_Exercise goal_
Return every line of the data below verbatim, without altering any character.

>> start

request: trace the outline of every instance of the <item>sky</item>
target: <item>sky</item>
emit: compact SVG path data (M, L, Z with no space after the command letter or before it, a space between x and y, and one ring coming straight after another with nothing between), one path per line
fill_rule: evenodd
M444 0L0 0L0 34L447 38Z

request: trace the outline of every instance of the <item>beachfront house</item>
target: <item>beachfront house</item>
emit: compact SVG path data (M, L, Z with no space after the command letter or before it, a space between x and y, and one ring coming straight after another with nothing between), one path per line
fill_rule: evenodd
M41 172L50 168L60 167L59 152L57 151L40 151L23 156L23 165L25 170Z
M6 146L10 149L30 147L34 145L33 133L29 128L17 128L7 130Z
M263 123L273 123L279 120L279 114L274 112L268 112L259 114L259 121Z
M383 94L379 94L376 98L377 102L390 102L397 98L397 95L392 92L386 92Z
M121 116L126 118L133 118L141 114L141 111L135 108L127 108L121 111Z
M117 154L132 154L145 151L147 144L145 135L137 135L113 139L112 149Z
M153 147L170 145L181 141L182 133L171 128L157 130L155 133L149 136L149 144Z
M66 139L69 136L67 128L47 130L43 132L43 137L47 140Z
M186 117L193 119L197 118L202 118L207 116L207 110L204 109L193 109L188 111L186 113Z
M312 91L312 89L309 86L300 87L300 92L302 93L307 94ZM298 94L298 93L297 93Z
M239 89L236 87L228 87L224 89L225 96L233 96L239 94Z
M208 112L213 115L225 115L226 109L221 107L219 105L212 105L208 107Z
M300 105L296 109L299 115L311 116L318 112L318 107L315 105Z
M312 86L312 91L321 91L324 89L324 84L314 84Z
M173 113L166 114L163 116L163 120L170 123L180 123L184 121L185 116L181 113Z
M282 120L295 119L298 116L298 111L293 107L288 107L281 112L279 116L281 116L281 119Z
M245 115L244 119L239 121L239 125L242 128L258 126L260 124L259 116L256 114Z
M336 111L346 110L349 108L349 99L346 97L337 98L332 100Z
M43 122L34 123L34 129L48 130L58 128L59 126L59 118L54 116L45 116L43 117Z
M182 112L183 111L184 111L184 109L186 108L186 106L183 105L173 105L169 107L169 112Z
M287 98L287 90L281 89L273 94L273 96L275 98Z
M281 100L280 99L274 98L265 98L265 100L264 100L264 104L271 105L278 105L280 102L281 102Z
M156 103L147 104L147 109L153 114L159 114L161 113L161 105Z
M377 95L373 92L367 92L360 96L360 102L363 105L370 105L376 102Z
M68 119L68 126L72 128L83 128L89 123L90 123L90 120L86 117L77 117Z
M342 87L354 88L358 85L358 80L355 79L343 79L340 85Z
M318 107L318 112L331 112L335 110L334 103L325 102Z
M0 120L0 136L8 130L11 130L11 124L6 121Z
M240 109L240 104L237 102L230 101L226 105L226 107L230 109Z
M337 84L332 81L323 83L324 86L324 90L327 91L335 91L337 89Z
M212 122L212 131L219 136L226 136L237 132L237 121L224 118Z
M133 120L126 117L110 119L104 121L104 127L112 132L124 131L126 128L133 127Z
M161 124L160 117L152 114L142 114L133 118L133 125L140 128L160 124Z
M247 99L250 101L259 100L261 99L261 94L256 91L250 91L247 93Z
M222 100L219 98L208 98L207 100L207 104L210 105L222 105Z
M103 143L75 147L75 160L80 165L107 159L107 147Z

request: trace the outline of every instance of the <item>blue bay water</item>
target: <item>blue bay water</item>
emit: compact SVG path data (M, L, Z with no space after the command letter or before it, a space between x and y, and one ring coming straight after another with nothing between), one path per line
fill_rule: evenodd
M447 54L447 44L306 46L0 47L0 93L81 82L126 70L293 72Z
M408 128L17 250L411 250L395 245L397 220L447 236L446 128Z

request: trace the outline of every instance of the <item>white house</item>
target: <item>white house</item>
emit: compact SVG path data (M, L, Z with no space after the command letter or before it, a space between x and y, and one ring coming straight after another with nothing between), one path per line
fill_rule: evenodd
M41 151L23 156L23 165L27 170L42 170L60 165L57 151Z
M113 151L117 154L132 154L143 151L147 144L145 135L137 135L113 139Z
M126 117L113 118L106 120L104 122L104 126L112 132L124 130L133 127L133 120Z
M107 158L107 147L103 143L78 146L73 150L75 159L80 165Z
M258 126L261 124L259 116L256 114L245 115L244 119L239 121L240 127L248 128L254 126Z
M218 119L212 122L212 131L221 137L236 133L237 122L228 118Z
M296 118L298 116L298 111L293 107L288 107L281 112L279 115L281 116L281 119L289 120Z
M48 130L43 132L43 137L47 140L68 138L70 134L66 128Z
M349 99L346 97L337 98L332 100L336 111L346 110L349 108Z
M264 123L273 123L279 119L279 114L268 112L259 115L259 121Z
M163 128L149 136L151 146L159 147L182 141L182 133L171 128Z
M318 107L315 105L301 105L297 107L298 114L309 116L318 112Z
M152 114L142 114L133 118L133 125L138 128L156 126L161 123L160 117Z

>> end

_Answer to the problem_
request: trace the outline of every instance of the <item>sky</item>
target: <item>sky</item>
emit: compact SVG path data (M, L, Z with no space after the command letter or before it, a space between x and y, and one ring coming straight after another with nothing between), one path per line
fill_rule: evenodd
M444 0L0 0L0 34L447 38Z

request: trace the outline of every instance of the <item>beachfront house</item>
target: <item>beachfront house</item>
emit: compact SVG path data (M, L, Z with no space after the command letter or before it, a space between x and y, and one ring coming straight after another with nothing between), one path per line
fill_rule: evenodd
M41 172L50 168L60 167L59 152L57 151L40 151L23 156L23 165L25 170Z
M6 146L10 149L30 147L34 145L33 133L29 128L17 128L7 130Z
M263 123L273 123L279 120L279 114L274 112L268 112L259 114L259 121Z
M383 94L379 94L376 98L377 102L390 102L397 98L397 95L392 92L386 92Z
M121 116L126 118L133 118L141 114L141 111L135 108L127 108L121 111Z
M117 154L132 154L145 151L147 144L145 135L137 135L113 139L112 149Z
M153 147L170 145L181 141L182 133L171 128L157 130L155 133L149 136L149 144Z
M66 139L69 136L67 128L47 130L43 132L43 137L47 140Z
M186 117L193 119L197 118L202 118L207 116L207 110L204 109L193 109L188 111L186 113Z
M312 91L312 89L309 86L300 87L300 92L302 93L307 94ZM298 94L298 93L297 93Z
M239 89L236 87L228 87L224 89L225 96L233 96L239 94Z
M208 112L213 115L225 115L226 109L221 107L219 105L212 105L208 107Z
M300 105L296 109L299 115L311 116L318 112L318 107L315 105Z
M312 86L312 91L321 91L324 89L324 84L314 84Z
M173 113L166 114L163 116L163 120L170 123L180 123L184 121L185 116L181 113Z
M282 120L295 119L298 116L298 111L293 107L288 107L281 112L279 116L281 116L281 119Z
M245 115L244 119L239 121L239 125L242 128L258 126L260 124L259 116L256 114Z
M336 111L346 110L349 108L349 99L346 97L337 98L332 100Z
M43 122L34 123L34 129L48 130L58 128L59 126L59 118L54 116L45 116L43 117Z
M182 112L183 111L184 111L184 109L186 108L186 106L183 105L173 105L169 107L169 112Z
M287 98L287 90L281 89L273 94L273 96L275 98Z
M281 100L280 99L274 98L265 98L265 100L264 100L264 104L271 105L278 105L280 102L281 102Z
M156 103L147 104L147 109L153 114L159 114L161 113L161 105Z
M377 95L373 92L367 92L360 96L360 102L363 105L370 105L376 102Z
M68 119L68 126L72 128L83 128L89 123L90 123L90 120L86 117L77 117Z
M342 87L354 88L358 85L358 80L355 79L343 79L340 85Z
M318 107L318 112L331 112L335 110L334 103L325 102Z
M0 120L0 136L8 130L11 130L11 124L6 121Z
M240 109L240 104L237 102L230 101L226 105L226 107L230 109Z
M337 84L332 81L323 83L324 86L324 90L327 91L335 91L337 89Z
M212 122L212 131L219 136L226 136L237 132L237 121L224 118Z
M133 120L126 117L110 119L104 121L104 127L112 132L124 131L126 128L133 127Z
M161 124L160 117L152 114L142 114L133 118L133 125L140 128L160 124Z
M247 99L250 101L259 100L261 99L261 94L256 91L250 91L247 93Z
M222 100L219 98L208 98L207 100L207 104L210 105L222 105Z
M103 143L75 147L75 160L80 165L107 159L107 147Z

request: trace the outline of every instance of the <item>blue bay water</item>
target: <item>blue bay water</item>
emit: compact SVG path data (M, L, Z with no space after the command letter or before it, a space between x and y, and one ring coming straight after another with nothing between), one path per line
fill_rule: evenodd
M447 54L447 44L306 46L0 47L0 93L81 82L126 70L293 72Z
M408 128L17 250L411 250L395 245L397 220L447 236L446 128Z

request: trace the outline of every instance of the <item>white house</item>
target: <item>white house</item>
emit: compact SVG path data (M, L, Z with no space after the command letter or before it, a space between x and y, and one ring coming straight after another with nothing between), one path per line
fill_rule: evenodd
M41 151L23 156L23 165L27 170L42 170L60 165L57 151Z
M113 151L117 154L132 154L143 151L147 144L145 135L137 135L113 139Z
M126 117L113 118L106 120L104 122L104 126L112 132L124 130L133 127L133 120Z
M107 158L107 147L103 143L78 146L73 150L75 159L80 165Z
M258 126L261 124L259 116L256 114L245 115L244 119L239 121L240 127L248 128L254 126Z
M218 119L212 122L212 131L221 137L236 133L237 122L228 118Z
M296 118L298 116L298 111L293 107L288 107L281 112L279 115L281 116L281 119L289 120Z
M48 130L43 132L43 137L47 140L68 138L70 134L66 128Z
M349 99L346 97L337 98L332 100L336 111L346 110L349 108Z
M264 123L273 123L279 119L279 114L268 112L259 115L259 121Z
M163 128L149 136L151 146L159 147L182 141L182 133L171 128Z
M318 107L315 105L301 105L297 107L298 114L309 116L318 112Z
M152 114L142 114L133 118L133 125L138 128L156 126L161 123L160 117Z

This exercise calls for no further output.